PROBLEM DETAILS –
Repeat exactly the lines of the listing from the line containing "Locate every instance of the bridge" through its last line, and nothing beyond them.

DATA IN THIS EXERCISE –
**********

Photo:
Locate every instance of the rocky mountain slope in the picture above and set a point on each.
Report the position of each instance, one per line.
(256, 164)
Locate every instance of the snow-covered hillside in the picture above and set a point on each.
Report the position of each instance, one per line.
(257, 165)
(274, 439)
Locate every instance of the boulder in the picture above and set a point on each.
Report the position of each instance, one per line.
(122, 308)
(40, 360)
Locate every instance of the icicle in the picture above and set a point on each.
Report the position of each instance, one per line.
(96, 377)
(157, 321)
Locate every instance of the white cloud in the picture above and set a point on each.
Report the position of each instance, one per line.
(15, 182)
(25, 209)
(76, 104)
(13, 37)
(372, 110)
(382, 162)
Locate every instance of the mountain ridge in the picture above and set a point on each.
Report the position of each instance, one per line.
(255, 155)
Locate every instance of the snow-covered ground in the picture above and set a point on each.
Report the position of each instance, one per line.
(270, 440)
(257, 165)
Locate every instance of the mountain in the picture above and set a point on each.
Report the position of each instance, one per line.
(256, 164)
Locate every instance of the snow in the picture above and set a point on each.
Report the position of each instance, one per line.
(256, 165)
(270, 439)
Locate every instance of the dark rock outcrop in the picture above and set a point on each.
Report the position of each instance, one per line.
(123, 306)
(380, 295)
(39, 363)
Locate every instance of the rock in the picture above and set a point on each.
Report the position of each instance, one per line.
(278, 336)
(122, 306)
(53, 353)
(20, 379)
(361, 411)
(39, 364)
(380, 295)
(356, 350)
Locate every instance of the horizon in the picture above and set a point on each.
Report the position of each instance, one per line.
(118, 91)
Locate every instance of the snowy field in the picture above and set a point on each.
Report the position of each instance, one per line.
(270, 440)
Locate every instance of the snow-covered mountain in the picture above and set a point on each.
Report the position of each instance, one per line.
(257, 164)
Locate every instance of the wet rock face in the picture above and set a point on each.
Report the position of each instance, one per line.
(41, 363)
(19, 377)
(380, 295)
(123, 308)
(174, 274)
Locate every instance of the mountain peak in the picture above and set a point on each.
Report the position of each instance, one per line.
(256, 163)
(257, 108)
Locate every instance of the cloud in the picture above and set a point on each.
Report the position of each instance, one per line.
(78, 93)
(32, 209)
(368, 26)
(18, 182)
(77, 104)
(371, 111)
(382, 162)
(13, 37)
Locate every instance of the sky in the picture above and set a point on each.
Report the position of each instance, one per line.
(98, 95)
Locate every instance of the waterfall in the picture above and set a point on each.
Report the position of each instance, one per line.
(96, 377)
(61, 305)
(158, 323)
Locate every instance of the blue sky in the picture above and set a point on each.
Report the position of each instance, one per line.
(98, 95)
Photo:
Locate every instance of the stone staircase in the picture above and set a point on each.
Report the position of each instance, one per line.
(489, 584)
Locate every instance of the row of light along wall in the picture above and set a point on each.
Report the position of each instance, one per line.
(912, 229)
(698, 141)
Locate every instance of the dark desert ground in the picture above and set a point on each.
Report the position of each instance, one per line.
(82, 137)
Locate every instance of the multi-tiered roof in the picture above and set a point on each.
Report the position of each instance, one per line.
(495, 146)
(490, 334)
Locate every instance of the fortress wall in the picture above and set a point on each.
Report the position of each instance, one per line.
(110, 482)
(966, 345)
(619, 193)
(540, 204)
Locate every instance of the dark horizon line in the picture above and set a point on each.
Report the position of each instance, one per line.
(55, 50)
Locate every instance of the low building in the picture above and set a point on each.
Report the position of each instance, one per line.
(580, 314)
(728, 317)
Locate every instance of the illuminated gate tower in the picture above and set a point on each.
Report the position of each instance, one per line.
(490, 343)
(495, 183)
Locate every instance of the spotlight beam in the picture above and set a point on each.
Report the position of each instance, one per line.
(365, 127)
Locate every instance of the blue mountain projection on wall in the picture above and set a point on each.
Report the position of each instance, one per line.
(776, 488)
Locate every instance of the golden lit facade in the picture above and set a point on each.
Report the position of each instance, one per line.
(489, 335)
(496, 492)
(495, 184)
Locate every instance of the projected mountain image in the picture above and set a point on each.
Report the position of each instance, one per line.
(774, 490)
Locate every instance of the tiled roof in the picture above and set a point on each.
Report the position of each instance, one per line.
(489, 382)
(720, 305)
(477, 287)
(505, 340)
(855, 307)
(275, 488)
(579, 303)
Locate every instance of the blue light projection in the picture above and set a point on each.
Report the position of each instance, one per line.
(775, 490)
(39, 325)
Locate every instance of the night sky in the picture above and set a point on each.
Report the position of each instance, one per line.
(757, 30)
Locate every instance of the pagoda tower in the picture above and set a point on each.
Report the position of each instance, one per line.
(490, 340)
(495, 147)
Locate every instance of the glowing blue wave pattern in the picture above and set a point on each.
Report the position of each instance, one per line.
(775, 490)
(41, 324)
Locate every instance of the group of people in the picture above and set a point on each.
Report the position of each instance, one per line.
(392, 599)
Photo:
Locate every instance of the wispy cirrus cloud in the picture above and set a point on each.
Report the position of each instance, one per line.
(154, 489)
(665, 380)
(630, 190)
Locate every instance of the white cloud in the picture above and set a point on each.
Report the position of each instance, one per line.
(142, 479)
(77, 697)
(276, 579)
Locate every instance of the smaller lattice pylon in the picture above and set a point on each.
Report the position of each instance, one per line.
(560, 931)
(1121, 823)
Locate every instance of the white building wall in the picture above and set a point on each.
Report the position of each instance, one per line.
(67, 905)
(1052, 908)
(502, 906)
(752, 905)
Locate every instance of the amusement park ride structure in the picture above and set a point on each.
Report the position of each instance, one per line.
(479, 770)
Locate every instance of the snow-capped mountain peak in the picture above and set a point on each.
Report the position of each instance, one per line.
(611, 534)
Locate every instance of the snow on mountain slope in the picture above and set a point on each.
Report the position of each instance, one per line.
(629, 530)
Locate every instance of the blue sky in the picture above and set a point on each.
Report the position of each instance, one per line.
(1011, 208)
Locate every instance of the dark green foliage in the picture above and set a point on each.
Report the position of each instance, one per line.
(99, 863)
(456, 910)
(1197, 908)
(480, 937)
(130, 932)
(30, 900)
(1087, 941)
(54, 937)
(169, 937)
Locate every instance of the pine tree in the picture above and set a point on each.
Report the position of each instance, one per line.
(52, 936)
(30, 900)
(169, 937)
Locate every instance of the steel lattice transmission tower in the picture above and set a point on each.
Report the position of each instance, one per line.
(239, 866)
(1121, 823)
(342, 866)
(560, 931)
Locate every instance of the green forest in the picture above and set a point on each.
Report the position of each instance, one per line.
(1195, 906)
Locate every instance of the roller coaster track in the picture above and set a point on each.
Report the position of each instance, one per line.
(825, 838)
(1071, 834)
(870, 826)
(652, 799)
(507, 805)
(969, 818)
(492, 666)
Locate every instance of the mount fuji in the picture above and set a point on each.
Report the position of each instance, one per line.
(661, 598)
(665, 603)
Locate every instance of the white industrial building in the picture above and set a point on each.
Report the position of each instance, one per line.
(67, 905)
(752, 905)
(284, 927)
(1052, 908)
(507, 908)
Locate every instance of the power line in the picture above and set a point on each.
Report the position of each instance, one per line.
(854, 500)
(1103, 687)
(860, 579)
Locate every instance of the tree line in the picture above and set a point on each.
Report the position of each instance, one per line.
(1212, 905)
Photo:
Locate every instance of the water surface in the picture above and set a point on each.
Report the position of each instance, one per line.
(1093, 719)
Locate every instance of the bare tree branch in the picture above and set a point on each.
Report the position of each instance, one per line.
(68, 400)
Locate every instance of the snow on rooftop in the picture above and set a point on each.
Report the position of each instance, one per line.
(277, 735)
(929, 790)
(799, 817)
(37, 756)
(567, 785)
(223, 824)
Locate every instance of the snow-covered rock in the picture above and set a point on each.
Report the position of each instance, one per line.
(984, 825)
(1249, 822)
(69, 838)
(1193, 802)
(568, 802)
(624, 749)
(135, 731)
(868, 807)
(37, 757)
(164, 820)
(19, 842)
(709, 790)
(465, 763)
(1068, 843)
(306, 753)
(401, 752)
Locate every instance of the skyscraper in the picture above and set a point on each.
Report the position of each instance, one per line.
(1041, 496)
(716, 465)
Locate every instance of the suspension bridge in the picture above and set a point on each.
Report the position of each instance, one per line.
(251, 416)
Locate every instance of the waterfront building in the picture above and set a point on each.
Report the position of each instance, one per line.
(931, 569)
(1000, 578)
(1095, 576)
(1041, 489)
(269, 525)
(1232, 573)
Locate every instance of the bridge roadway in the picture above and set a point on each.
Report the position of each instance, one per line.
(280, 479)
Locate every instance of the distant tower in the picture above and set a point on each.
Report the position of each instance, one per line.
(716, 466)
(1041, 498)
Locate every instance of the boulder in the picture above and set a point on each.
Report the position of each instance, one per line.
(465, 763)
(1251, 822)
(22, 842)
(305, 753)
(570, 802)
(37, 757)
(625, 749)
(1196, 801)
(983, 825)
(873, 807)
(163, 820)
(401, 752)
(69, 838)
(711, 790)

**********

RESPONSE TO THE TASK –
Locate every instance of the bridge roadway in the picture above and set a point on each.
Report the position of each instance, one per line.
(280, 479)
Locate every instance of the distant tower in the picture above and set a point on each.
Report the position of each instance, one per line.
(716, 466)
(1041, 498)
Locate every instance of the boulder in the picture above and set a point on each.
Report the position of each instance, one per line.
(465, 763)
(1251, 822)
(22, 842)
(305, 753)
(570, 802)
(37, 757)
(625, 749)
(1196, 801)
(983, 825)
(873, 807)
(163, 820)
(401, 752)
(69, 838)
(711, 790)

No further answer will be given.